Text provided:
# Manningtree/brantham factories (REVISIT)



## sunny100 (Nov 17, 2014)

I recently re-visited Manningtree/Brantham factories with my new camera, my first post was quick and I only had a phone camera you can read the post here : http://www.derelictplaces.co.uk/main/showthread.php?t=29918#.VGo7ffmsVik 

Anyway, I hope you enjoy these pictures alot more! 


My buddy chow, on top of the first building from the road, Chalkwell, in the distance you can see the start of the rest of the factories.

DSCF0068 by lewisbellett, on Flickr

Not sure what this is!

DSCF0080 by lewisbellett, on Flickr

Water on the roofs

DSCF0077 by lewisbellett, on Flickr

Railway tunnel into the main part of the site

DSCF0082 by lewisbellett, on Flickr

I love this shot, the path you can see is the one leading from the railway bridge you pass under. 

DSCF0087 by lewisbellett, on Flickr

This is the top floor of the building that you can see in the distance from the photo ontop of chalkwell ( first photo)
This room is amazing, the ceiling is so high and nature is really taking over, you can even find old books/records.

DSCF0089 by lewisbellett, on Flickr

Not condoning graphiti but this was pretty cool

DSCF0122 by lewisbellett, on Flickr

Not sure if anyones seen the film Chernobyl diaries ( I know Urban x probably has!) But this place really gives you that kind of feeling!)

Stored records:

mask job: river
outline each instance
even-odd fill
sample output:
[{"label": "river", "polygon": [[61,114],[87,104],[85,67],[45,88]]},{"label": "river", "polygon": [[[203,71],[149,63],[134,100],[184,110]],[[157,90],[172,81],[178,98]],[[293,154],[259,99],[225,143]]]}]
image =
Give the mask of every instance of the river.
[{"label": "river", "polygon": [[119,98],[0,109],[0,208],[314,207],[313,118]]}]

Problem set:
**A.** In the Manningtree/Brantham factories post, turn the paragraph that begins "This is the top floor" into a short list that keeps its main facts.
**B.** Swap "tunnel" for "passage" in the Manningtree/Brantham factories post, from "Not sure what" to "you pass under.".
**C.** Write the next part of the Manningtree/Brantham factories post, starting after its last sentence.
You won't need the lines for any of this.

Expected answers:
**A.**
- The top floor of the building seen in the distance in the first photo, taken from on top of Chalkwell
- The ceiling is very high
- Nature is really taking over
- Old books/records can be found there

**B.**
Not sure what this is!

DSCF0080 by lewisbellett, on Flickr

Water on the roofs

DSCF0077 by lewisbellett, on Flickr

Railway passage into the main part of the site

DSCF0082 by lewisbellett, on Flickr

I love this shot, the path you can see is the one leading from the railway bridge you pass under.

**C.**
DSCF0105 by lewisbellett, on Flickr


DSCF0093 by lewisbellett, on Flickr

This has to be my favourate room, Nature has completely taken over, plants everwhere, trees growing through the floors, roots ripping up the tiles, really has a nice feel to it!

DSCF0101 by lewisbellett, on Flickr

Thankyou for reading! hope you enjoyed, 
Off topic slightly but recentley Brantham fireworks was on, so I force my girlfriend to climb to the top of the Chalkwell building roof with me to watch them, reluctant at first, however she loved it when she was up there, nothing better than seeing crowds of people all crammed together trying to see over eachothers heads, and your up on the rooftops with the most amazing view!

DSCF0250 by lewisbellett, on Flickr

Take care all!


----------



## ajarb (Nov 17, 2014)

The thing that you can't work out what it is looks like a war memorial probably for all the people from the factories who were killed but someone has nicked the bronze plaques off it.


----------



## Mikeymutt (Nov 17, 2014)

I visited here in the summer.i loved it.the site is massive..lovely photos.


----------



## sunny100 (Nov 17, 2014)

Thanks ajarb, your probably right! When I go back I'll have a better look at it. And thanks Mikey, it is a great site.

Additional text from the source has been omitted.